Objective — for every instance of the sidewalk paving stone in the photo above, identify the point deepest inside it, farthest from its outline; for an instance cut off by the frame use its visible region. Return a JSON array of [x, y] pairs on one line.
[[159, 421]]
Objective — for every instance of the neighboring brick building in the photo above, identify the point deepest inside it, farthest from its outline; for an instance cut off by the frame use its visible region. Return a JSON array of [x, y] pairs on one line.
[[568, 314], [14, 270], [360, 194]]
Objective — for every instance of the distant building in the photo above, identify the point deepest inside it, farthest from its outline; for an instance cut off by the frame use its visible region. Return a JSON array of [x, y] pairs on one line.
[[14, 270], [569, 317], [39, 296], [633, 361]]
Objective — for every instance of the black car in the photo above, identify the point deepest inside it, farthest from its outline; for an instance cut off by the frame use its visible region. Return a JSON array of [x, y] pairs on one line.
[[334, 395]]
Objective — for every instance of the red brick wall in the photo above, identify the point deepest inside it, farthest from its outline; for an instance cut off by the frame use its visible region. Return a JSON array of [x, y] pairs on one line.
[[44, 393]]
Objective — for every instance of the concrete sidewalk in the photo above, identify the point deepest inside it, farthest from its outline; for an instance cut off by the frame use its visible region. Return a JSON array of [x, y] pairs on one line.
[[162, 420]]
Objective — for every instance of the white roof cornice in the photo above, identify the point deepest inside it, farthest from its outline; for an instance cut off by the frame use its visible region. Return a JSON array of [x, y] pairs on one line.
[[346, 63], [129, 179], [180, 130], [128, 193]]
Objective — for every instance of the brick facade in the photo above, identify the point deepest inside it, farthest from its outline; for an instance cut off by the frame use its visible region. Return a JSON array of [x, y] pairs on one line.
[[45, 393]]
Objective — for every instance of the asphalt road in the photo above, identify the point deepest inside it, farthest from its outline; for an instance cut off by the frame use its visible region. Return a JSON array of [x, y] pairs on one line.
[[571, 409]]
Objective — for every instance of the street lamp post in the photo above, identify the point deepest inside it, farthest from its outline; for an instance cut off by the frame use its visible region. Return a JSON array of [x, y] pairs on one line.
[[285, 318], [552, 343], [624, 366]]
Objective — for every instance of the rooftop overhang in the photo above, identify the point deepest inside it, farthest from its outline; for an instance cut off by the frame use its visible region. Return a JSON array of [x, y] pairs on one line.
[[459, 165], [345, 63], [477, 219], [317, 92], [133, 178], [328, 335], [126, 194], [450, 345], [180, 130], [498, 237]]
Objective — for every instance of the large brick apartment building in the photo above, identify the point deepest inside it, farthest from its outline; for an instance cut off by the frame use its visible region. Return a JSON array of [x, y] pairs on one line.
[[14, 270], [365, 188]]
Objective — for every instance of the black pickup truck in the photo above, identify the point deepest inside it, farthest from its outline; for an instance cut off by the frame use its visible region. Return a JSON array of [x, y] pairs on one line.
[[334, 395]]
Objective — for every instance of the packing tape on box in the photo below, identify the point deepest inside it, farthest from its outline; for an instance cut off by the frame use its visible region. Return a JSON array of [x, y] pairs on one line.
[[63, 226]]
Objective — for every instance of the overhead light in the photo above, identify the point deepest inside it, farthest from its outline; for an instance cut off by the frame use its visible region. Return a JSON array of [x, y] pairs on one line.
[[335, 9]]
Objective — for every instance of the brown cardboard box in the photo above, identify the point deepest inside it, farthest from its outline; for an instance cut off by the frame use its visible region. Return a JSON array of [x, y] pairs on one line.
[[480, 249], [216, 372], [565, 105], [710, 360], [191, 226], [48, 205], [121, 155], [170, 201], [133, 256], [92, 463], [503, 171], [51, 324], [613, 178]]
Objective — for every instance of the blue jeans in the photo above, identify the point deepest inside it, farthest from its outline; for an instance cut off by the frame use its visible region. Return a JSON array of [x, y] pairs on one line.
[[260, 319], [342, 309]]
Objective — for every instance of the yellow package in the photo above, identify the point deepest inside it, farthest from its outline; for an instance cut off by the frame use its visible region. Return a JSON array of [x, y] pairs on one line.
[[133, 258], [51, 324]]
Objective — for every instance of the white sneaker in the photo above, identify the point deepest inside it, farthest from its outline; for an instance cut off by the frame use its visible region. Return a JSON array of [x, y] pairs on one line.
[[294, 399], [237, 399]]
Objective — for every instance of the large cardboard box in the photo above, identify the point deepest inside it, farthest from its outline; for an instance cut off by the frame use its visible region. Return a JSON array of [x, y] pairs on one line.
________________________________________
Problem description:
Restate all of the entries exactly, please.

Reply:
Objective — for every instance of the sidewalk paving stone in the photo above, identify the point deepest inside it, farthest from its outline; for an instance cut off by the frame use its visible region. Return a JSON array of [x, y] pairs on one line.
[[159, 421]]
Objective — for every instance of the neighboring brick building in the photo above, identify the point deepest inside it, farthest from its outline; for an instance cut off by the frame use its visible region. Return a JSON array of [x, y] pairs on one line.
[[568, 314], [14, 270], [360, 194]]
Objective — for every instance of the distant building in the photo above, identify the point deepest inside it, farthest from its outline; for an instance cut off by the frame use its visible region. Return a JSON array of [x, y] pairs on one line.
[[14, 270], [569, 317], [39, 296], [633, 361]]
Objective — for every instance of the black car in the photo above, identify the point deepest inside it, farthest from its outline; for an instance cut off by the frame use its visible region. Return a JSON array of [x, y] pairs on one line.
[[334, 395]]
Objective — for every instance of the red brick wall in the photo above, identify the point deepest inside it, farthest from its outline; for an instance cut off by the frame use its visible region. Return a JSON array of [x, y] pairs on one line.
[[44, 393]]
Objective — for every instance of the concrete sidewalk in the photo above, identify the point deepest inside it, farthest from its outline; for an instance cut off by the frame use its visible region. Return a JSON array of [x, y] pairs on one line.
[[162, 420]]
Objective — for every instance of the white roof cornice in the photo above, identify the point deepest inside it, farthest from its outline; for an instance cut off by the frame use its visible region. Return a JSON array of [x, y] pairs on one line.
[[346, 63], [129, 179], [180, 130], [128, 193]]
Objective — for every instance of the brick facade in the photo above, identify the point deepest inside it, farthest from its outline; for an instance cut off by the frame use its visible region. Return a JSON array of [x, y] pairs on one line.
[[45, 393]]
Objective — for every instance of the asphalt road in the photo above, identify the point deepest inside it, farthest from its outline; for an instance cut off by the frame use its visible region. Return a JSON array of [x, y] pairs on one line.
[[571, 409]]
Objective — for every instance of the street lamp post in the photo above, identify the point deepest inside it, farthest from its outline; for an instance cut off by the frame use its visible region. Return a JSON array of [x, y] pairs on one line.
[[285, 318], [552, 343], [624, 366]]
Objective — for every instance of the rooftop overhang in the photo above, identify the point deepest inside it, farthest from its outline; for an instance cut off by the frame use its visible region. Return a JSON array of [x, y] pairs on one line.
[[459, 165], [345, 63], [477, 219], [317, 92], [133, 178], [328, 335], [126, 194], [450, 345], [180, 130], [498, 237]]
Objective — for every instance of the large brick apartment building in the photo above, identify the point deepest inside it, farthest from its outline; for an instance cut off by the frame use its visible region. Return a JSON array of [x, y] pairs on one line.
[[14, 270], [365, 188]]
Objective — for every instance of the black pickup truck in the photo above, identify the point deepest inside it, farthest from its outline; for an instance cut off by the frame use its visible region. Return a JSON array of [x, y] pairs on one line.
[[334, 395]]
Objective — for every instance of the packing tape on box in the photo below, identify the point deepest inside it, farthest from its outline; for an instance cut off by the frame use its visible region. Return a JSON array of [x, y] pairs on one line.
[[63, 226]]
Objective — for every instance of the overhead light in the photo above, identify the point deepest inside it, farthest from its outline; for an instance cut off by the frame use its visible region. Return a JSON array of [x, y] pairs on one line.
[[335, 9]]
Objective — for every instance of the brown cardboard box in the photo above, identify the point deepest inside it, farthest from its outline; for an instance cut off by the frame use its visible region. Return a JSON array of [x, y] pairs on one line.
[[480, 249], [216, 372], [565, 105], [710, 360], [191, 226], [48, 205], [121, 155], [170, 201], [133, 256], [92, 463], [503, 171], [51, 324], [613, 178]]
Objective — for every instance of the blue jeans in the photo above, identify the point deepest inside it, farthest from its outline; for an instance cut off by the frame use its visible region. Return a JSON array of [x, y] pairs on one line.
[[260, 319], [342, 309]]
Objective — for every instance of the yellow package in the photo above, identify the point deepest inside it, farthest from its outline; for an instance cut off by the frame use its visible region. Return a JSON array of [x, y] pairs on one line.
[[133, 258], [51, 324]]
Objective — for every instance of the white sneaker in the photo above, identify the point deepest inside it, farthest from its outline; for an instance cut off by the frame use its visible region. Return a JSON array of [x, y] pairs on one line.
[[294, 399], [237, 399]]
Objective — for every instance of the large cardboard box in the photo above, identify the point deepest inside it, farthest from its outline; for an instance cut off by the frame use its visible region. Return a JSON array of [x, y] pairs on one line.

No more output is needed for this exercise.